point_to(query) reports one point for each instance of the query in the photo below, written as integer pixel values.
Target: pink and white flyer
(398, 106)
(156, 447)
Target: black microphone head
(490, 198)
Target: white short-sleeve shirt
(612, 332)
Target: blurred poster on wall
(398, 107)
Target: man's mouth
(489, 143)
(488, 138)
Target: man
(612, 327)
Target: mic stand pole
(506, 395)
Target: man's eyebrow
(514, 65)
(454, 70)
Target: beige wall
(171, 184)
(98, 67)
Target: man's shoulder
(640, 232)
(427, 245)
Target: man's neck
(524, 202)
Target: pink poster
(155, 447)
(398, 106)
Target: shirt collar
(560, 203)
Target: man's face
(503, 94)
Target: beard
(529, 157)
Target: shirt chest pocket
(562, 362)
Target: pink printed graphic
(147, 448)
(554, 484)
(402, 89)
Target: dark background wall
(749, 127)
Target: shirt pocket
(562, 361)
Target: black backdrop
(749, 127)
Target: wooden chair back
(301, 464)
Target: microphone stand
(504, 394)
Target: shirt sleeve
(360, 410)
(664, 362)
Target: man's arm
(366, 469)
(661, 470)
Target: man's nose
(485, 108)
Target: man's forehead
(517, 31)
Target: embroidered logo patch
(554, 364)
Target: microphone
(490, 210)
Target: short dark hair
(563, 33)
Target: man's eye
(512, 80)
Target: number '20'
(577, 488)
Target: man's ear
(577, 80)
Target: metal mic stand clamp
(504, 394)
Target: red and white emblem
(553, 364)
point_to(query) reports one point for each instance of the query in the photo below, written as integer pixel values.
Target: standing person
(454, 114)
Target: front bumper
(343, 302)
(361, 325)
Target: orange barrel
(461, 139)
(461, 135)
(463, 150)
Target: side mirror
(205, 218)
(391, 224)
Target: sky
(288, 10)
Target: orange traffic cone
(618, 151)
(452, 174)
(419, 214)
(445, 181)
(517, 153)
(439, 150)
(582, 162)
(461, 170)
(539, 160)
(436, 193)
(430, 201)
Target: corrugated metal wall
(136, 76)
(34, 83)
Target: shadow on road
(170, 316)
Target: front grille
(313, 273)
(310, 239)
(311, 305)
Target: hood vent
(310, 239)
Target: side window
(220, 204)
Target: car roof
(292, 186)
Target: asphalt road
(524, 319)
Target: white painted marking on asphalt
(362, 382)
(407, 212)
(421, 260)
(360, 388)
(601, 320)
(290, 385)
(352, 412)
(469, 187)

# [What the exercise asks]
Go through the entries above and write each one out exactly.

# [Your solution]
point_to(query) reports one point for each instance of the query in the photo below, written as integer pixel values.
Target: pink and white flyer
(398, 106)
(156, 447)
Target: black microphone head
(490, 198)
Target: white short-sleeve shirt
(612, 332)
Target: blurred poster on wall
(398, 107)
Target: man's mouth
(489, 143)
(488, 138)
Target: man
(612, 327)
Target: mic stand pole
(506, 395)
Target: man's eyebrow
(514, 65)
(454, 70)
Target: beige wall
(171, 184)
(98, 67)
Target: man's shoulder
(640, 232)
(427, 245)
Target: man's neck
(524, 202)
Target: pink poster
(155, 447)
(398, 106)
Target: shirt collar
(560, 203)
Target: man's face
(503, 94)
Target: beard
(529, 157)
Target: shirt chest pocket
(562, 362)
Target: pink printed graphic
(147, 448)
(554, 484)
(402, 89)
Target: dark background wall
(749, 127)
Target: shirt pocket
(562, 361)
Target: black backdrop
(749, 127)
Target: wooden chair back
(301, 464)
Target: microphone stand
(504, 394)
Target: shirt sleeve
(360, 410)
(664, 362)
Target: man's arm
(366, 469)
(661, 470)
Target: man's nose
(485, 108)
Target: man's forehead
(517, 31)
Target: embroidered logo patch
(554, 364)
Target: microphone
(490, 210)
Target: short dark hair
(563, 33)
Target: man's eye
(512, 80)
Target: number '20'
(577, 488)
Target: man's ear
(577, 80)
Target: metal mic stand clamp
(504, 394)
Target: red and white emblem
(553, 364)
point_to(query) reports one point for each instance of the query in the photo below, written as integer pixel values.
Target: standing person
(454, 114)
Target: front bumper
(343, 302)
(361, 325)
Target: orange barrel
(461, 139)
(461, 135)
(463, 150)
Target: side mirror
(205, 218)
(391, 224)
Target: sky
(288, 10)
Target: orange traffic cone
(618, 151)
(452, 174)
(419, 214)
(445, 181)
(517, 153)
(439, 150)
(582, 162)
(461, 170)
(539, 160)
(436, 193)
(430, 201)
Target: corrugated metal wall
(136, 76)
(34, 83)
Target: shadow on road
(170, 316)
Target: front grille
(313, 273)
(310, 239)
(311, 305)
Target: hood vent
(310, 239)
Target: side window
(220, 204)
Target: car roof
(292, 186)
Target: asphalt road
(524, 319)
Target: white painted marking on asphalt
(362, 382)
(407, 212)
(421, 260)
(360, 388)
(601, 320)
(290, 385)
(352, 412)
(469, 187)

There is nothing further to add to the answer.